- [TASK DESCRIPTION]
From the passage on Reform Judaism and intermarriage below, return the section starting at "Moreover, since 1983" and ending at "fathers are Jewish.", copied word for word.

- [SUPPLIED TEXT]
* * *

The overall statistic of Jewish intermarriage today informs us how much Reform Judaism has departed completely from authentic Judaism. Before 1965, the rate of Jews “marrying out” was nine percent. From 1965-1974 it exploded to 25 percent. Between 1975-1984, the intermarriage rate erupted to 44 percent. By the time of the 1990 National Jewish Population Survey, it was pegged at a whopping 52 percent. Beyond all that, the intermarriage rate of non-Orthodox Jews with non-Jews in America was documented at more than 71 percent by 2018.

At war time in the past, each tragically unfortunate time, Reform Judaism is the first movement to cancel trips to Israel and programs in Israel. They make a world of noise over their rights to conduct services at the Kotel (Western Wall) that deviate from traditional Judaism, but they are the ones who would recognize Arab Muslim rights to sovereignty in Jerusalem, even as they oppose Jewish rights to other land in Israel that became part of Israel in 1967.

Along the way, their intermarriage rate now has been documented by the Pew organization — once again — to exceed 70 percent. That means that approximately 20-40 percent of Reform Jews today are not even Jews. A Jew only is someone born of a Jewish mother or who has converted to Judaism by accepting halakha (Jewish law). Reform “Marilyn Monroe Conversions” are ridiculous, a game. With a 70 percent intermarriage rate this generation, and an explosive rate last generation, and the preponderance of intermarriages taking place between Jewish men and non-Jewish women, the children of such unions are not Jewish. Those mothers’ children likewise are not Jewish.

Moreover, since 1983 Reform rabbis have been teaching that non-Jewish women do not even have to undergo “Reform conversion” because the children still may call themselves “Jewish” if their intermarried fathers are Jewish.

So all of Reform Judaism now is a mess. Even a good number of their rabbis are not Jewish. Every single practicing Orthodox rabbi in America will tell you, if you ask him quietly and off the record, that Reform has caused such a mess in America that any prospective couple who ask an Orthodox rabbi to conduct their marriage now have to undergo a lineage investigation because the odds are strongly possible, if not outright probable, that at least one of them is not Jewish without even realizing it.

* * *

- [ENTRIES SUPPLIED]

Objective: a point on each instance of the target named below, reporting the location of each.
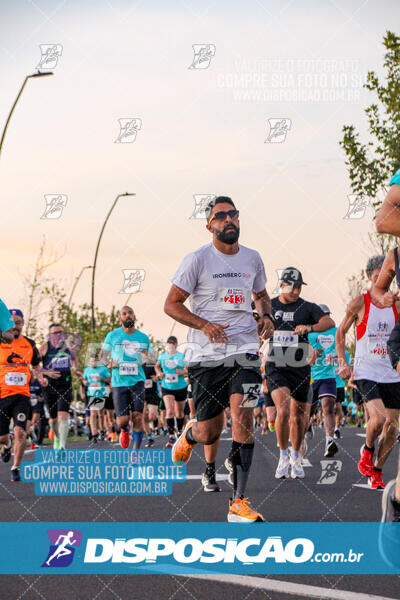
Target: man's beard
(128, 323)
(228, 237)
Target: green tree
(371, 164)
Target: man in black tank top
(388, 221)
(58, 363)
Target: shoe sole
(179, 438)
(331, 453)
(236, 519)
(228, 466)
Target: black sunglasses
(222, 214)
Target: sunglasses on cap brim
(222, 214)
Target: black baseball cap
(325, 309)
(292, 276)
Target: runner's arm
(325, 322)
(388, 216)
(174, 307)
(351, 316)
(158, 370)
(380, 291)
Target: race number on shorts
(16, 378)
(234, 298)
(251, 393)
(285, 338)
(128, 369)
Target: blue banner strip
(262, 548)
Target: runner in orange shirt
(16, 360)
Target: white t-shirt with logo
(220, 287)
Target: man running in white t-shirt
(221, 279)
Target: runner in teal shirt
(125, 350)
(96, 377)
(126, 354)
(169, 367)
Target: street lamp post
(76, 283)
(38, 74)
(97, 251)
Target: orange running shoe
(241, 512)
(124, 439)
(375, 480)
(182, 450)
(366, 464)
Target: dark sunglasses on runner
(222, 214)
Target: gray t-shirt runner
(220, 287)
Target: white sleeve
(260, 279)
(186, 276)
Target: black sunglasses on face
(222, 214)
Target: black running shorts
(212, 386)
(57, 400)
(298, 383)
(179, 395)
(340, 395)
(16, 407)
(128, 399)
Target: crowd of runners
(249, 361)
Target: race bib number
(326, 341)
(285, 338)
(251, 394)
(331, 360)
(234, 298)
(96, 403)
(171, 364)
(60, 363)
(128, 369)
(130, 348)
(377, 349)
(16, 378)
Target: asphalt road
(288, 500)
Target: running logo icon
(50, 53)
(63, 543)
(357, 206)
(55, 203)
(330, 471)
(278, 129)
(203, 53)
(132, 280)
(201, 202)
(128, 129)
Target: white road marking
(219, 477)
(285, 587)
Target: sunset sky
(202, 131)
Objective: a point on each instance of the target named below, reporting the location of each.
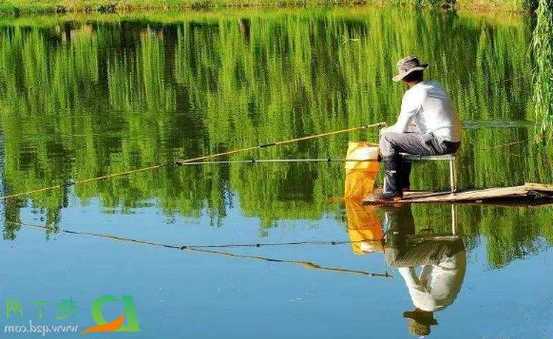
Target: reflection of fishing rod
(205, 249)
(259, 161)
(184, 161)
(278, 143)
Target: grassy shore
(17, 7)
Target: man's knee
(387, 144)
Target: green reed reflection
(84, 98)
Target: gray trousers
(392, 144)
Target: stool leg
(452, 180)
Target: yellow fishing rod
(277, 143)
(190, 160)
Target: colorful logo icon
(126, 322)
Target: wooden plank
(527, 192)
(412, 157)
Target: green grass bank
(21, 7)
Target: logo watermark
(63, 322)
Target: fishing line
(207, 250)
(259, 161)
(184, 161)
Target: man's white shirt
(427, 106)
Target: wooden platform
(526, 194)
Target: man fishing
(427, 125)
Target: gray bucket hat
(407, 66)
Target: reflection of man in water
(442, 260)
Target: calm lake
(87, 96)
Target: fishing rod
(183, 161)
(206, 249)
(278, 143)
(259, 161)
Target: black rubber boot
(404, 173)
(391, 189)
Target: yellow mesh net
(364, 228)
(360, 175)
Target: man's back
(435, 112)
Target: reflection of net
(364, 230)
(360, 175)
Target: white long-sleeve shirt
(438, 285)
(428, 106)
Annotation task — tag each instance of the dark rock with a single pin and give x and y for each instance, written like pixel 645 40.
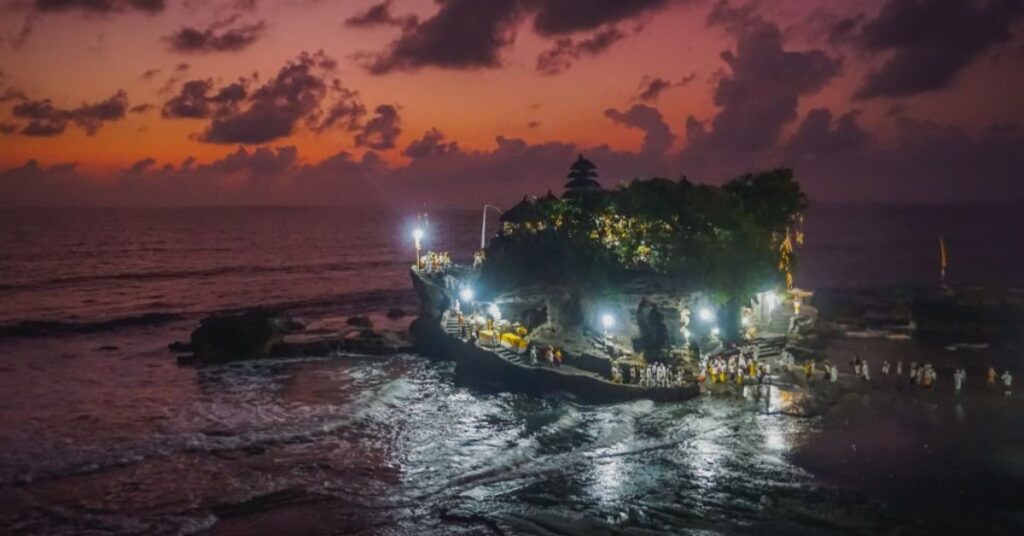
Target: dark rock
pixel 359 322
pixel 395 313
pixel 179 347
pixel 229 337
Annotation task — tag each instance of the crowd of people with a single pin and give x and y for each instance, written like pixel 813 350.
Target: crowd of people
pixel 653 375
pixel 434 262
pixel 924 375
pixel 736 367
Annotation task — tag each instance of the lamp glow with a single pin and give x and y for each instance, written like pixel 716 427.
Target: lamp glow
pixel 607 321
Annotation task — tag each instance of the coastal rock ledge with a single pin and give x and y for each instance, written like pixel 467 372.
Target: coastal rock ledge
pixel 261 334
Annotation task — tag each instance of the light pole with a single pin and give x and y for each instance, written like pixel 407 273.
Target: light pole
pixel 607 321
pixel 483 225
pixel 417 236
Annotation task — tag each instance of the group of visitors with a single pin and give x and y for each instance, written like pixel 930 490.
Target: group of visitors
pixel 924 375
pixel 737 368
pixel 546 356
pixel 655 375
pixel 433 262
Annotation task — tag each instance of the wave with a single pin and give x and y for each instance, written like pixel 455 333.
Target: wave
pixel 346 303
pixel 201 273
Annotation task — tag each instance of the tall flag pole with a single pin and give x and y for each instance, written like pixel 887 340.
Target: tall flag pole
pixel 942 259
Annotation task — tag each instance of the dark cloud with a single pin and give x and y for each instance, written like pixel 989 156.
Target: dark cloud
pixel 99 6
pixel 45 120
pixel 760 92
pixel 924 162
pixel 929 42
pixel 273 110
pixel 566 16
pixel 463 34
pixel 652 87
pixel 12 93
pixel 150 74
pixel 380 14
pixel 820 136
pixel 382 129
pixel 192 101
pixel 347 110
pixel 139 167
pixel 431 145
pixel 221 36
pixel 560 57
pixel 657 136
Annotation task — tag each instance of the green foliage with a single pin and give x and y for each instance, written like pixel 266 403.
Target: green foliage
pixel 721 239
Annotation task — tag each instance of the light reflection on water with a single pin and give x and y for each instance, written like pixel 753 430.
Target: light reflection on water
pixel 396 442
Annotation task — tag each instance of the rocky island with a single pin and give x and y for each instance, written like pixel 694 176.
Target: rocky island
pixel 614 294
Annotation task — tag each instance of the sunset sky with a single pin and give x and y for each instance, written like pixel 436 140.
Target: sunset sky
pixel 454 102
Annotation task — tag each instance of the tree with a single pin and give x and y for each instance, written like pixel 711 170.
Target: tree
pixel 583 177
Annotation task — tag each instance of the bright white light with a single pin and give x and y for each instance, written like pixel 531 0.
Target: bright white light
pixel 607 321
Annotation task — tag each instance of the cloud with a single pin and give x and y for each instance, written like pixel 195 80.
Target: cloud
pixel 566 16
pixel 347 110
pixel 46 120
pixel 759 93
pixel 382 129
pixel 925 162
pixel 150 74
pixel 657 136
pixel 929 42
pixel 560 57
pixel 295 96
pixel 462 35
pixel 99 6
pixel 652 87
pixel 380 14
pixel 221 36
pixel 431 145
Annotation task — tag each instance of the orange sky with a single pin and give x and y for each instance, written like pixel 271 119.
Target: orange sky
pixel 72 57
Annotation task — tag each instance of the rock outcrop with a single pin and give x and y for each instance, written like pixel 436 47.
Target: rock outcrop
pixel 241 336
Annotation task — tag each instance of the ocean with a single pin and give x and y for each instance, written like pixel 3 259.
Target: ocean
pixel 102 433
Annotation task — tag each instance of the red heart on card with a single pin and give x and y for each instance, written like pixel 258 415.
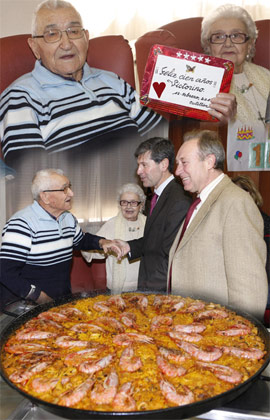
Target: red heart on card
pixel 159 87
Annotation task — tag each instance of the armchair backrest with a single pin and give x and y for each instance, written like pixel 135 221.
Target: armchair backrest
pixel 110 52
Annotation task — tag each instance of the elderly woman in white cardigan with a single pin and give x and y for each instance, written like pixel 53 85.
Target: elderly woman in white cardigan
pixel 128 224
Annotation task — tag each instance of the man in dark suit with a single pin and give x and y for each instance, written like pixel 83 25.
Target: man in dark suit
pixel 155 159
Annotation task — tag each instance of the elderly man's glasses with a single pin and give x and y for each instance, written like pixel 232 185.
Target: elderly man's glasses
pixel 133 203
pixel 64 190
pixel 236 38
pixel 54 35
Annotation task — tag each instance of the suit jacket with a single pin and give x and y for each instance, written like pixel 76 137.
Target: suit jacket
pixel 159 233
pixel 222 255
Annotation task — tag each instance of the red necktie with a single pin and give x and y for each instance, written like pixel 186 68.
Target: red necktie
pixel 187 219
pixel 153 203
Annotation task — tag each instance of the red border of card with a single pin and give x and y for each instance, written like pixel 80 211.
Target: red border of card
pixel 159 105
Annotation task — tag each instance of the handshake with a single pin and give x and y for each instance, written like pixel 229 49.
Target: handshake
pixel 116 246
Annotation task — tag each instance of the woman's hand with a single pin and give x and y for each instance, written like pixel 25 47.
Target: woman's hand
pixel 223 107
pixel 111 246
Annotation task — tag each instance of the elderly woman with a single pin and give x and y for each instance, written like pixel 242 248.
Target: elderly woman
pixel 129 224
pixel 230 33
pixel 247 184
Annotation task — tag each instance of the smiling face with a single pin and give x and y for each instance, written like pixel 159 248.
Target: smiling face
pixel 56 202
pixel 229 51
pixel 129 212
pixel 152 174
pixel 194 172
pixel 65 57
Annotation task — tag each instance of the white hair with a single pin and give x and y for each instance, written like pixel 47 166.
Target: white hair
pixel 51 5
pixel 228 11
pixel 42 181
pixel 134 188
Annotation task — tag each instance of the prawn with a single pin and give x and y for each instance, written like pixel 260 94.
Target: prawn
pixel 195 307
pixel 195 327
pixel 95 366
pixel 173 396
pixel 44 385
pixel 129 320
pixel 37 356
pixel 104 394
pixel 53 316
pixel 169 369
pixel 126 339
pixel 72 312
pixel 212 314
pixel 225 373
pixel 74 396
pixel 128 362
pixel 235 330
pixel 30 334
pixel 123 400
pixel 86 326
pixel 161 300
pixel 209 355
pixel 249 353
pixel 24 348
pixel 65 341
pixel 190 337
pixel 159 321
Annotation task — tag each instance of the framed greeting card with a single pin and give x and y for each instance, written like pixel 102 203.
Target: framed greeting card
pixel 183 82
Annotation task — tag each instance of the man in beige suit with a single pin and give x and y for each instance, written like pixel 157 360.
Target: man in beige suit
pixel 221 256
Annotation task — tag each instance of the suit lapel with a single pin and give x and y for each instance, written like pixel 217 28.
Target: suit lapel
pixel 158 207
pixel 204 210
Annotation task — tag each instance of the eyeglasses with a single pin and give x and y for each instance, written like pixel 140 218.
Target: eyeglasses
pixel 236 38
pixel 54 35
pixel 133 203
pixel 64 190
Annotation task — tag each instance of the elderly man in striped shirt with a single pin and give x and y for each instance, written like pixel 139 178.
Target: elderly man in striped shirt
pixel 37 243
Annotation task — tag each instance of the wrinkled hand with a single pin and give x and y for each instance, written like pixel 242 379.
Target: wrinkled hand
pixel 223 107
pixel 43 298
pixel 123 245
pixel 111 246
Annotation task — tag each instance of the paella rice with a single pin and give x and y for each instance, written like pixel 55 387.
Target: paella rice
pixel 132 352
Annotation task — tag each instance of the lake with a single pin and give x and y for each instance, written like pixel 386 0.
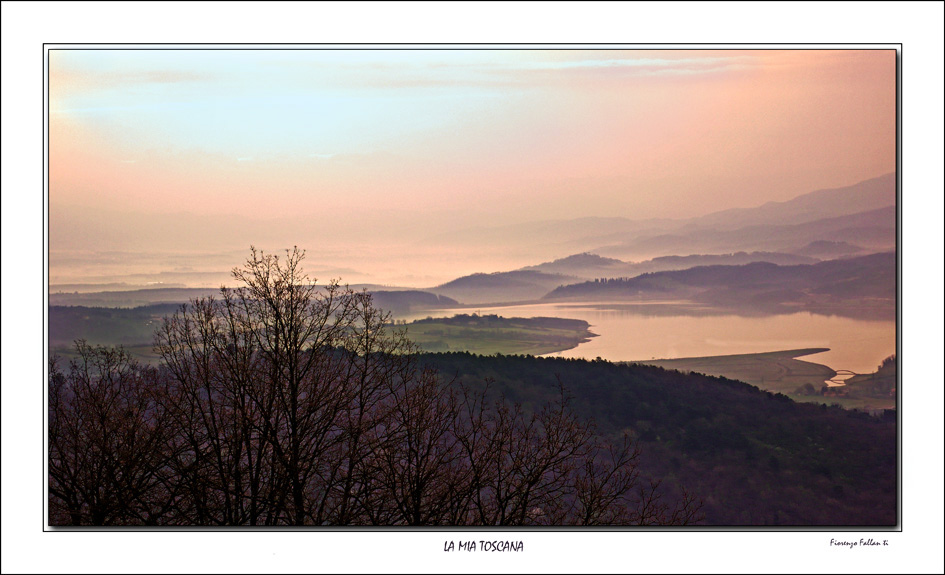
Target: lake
pixel 663 331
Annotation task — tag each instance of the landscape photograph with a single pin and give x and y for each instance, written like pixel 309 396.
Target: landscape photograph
pixel 496 287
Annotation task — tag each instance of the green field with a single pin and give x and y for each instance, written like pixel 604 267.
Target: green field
pixel 781 372
pixel 491 334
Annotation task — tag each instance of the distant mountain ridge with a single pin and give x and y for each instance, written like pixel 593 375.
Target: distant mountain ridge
pixel 725 231
pixel 502 287
pixel 592 266
pixel 865 285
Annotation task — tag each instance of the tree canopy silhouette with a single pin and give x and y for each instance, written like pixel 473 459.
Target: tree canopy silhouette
pixel 282 402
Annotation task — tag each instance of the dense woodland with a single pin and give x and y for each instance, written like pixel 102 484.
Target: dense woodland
pixel 281 404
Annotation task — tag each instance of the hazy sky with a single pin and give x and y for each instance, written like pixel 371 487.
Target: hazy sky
pixel 397 142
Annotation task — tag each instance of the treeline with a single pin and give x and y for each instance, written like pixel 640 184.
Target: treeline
pixel 280 403
pixel 754 457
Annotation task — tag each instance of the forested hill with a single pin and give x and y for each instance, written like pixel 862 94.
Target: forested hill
pixel 755 458
pixel 865 280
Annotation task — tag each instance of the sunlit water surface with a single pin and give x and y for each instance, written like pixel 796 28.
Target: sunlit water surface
pixel 628 333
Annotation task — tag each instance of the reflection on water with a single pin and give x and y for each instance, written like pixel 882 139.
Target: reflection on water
pixel 663 331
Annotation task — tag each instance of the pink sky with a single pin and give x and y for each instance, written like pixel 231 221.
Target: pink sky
pixel 398 143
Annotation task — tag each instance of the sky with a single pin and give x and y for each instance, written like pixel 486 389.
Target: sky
pixel 157 152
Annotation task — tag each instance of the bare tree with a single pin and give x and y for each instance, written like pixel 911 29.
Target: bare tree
pixel 286 403
pixel 108 440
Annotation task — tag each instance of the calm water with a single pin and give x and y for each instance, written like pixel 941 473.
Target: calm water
pixel 639 332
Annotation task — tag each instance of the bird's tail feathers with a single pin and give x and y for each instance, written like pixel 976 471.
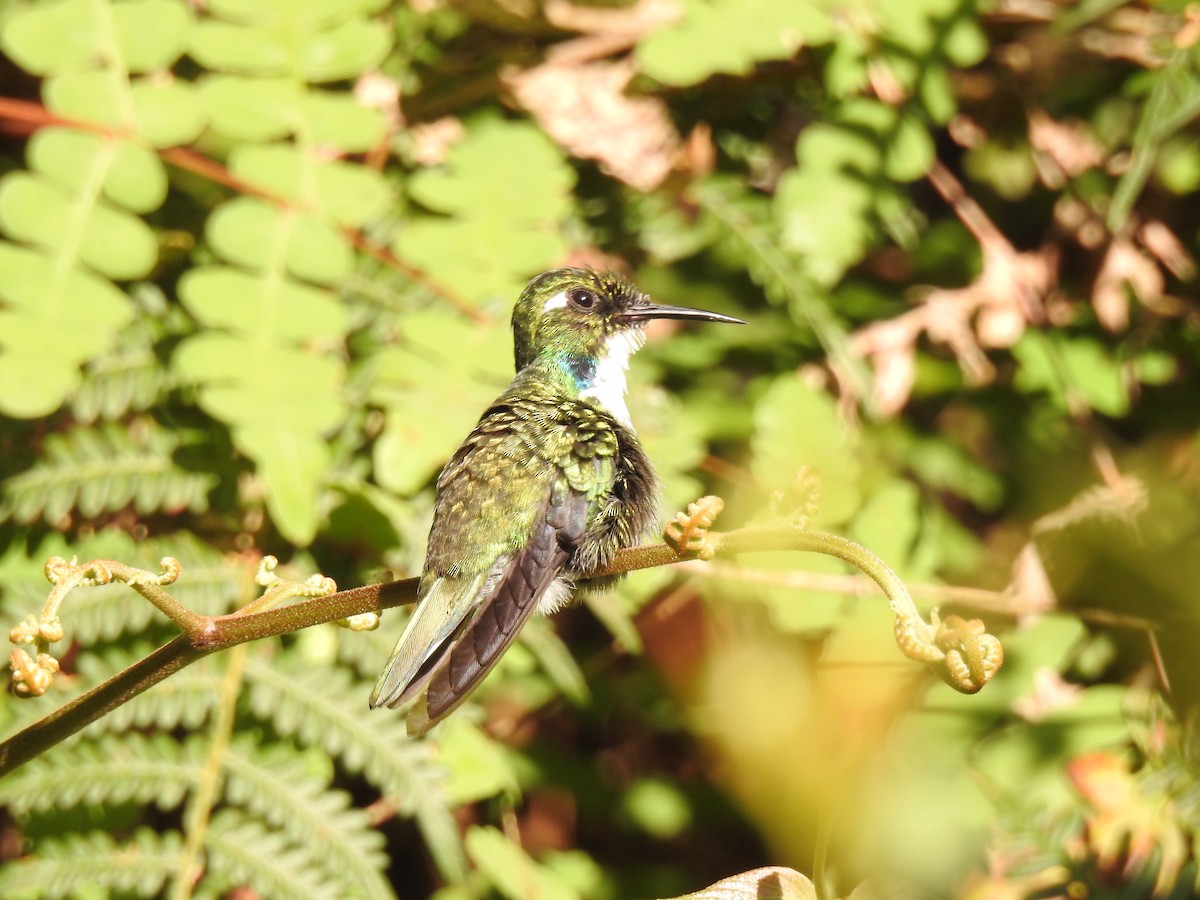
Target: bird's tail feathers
pixel 438 616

* * *

- [PROBLEM SOLUTION]
Moreover, since 1983 Reform rabbis have been teaching that non-Jewish women do not even have to undergo “Reform conversion” because the children still may call themselves “Jewish” if their intermarried fathers are Jewish.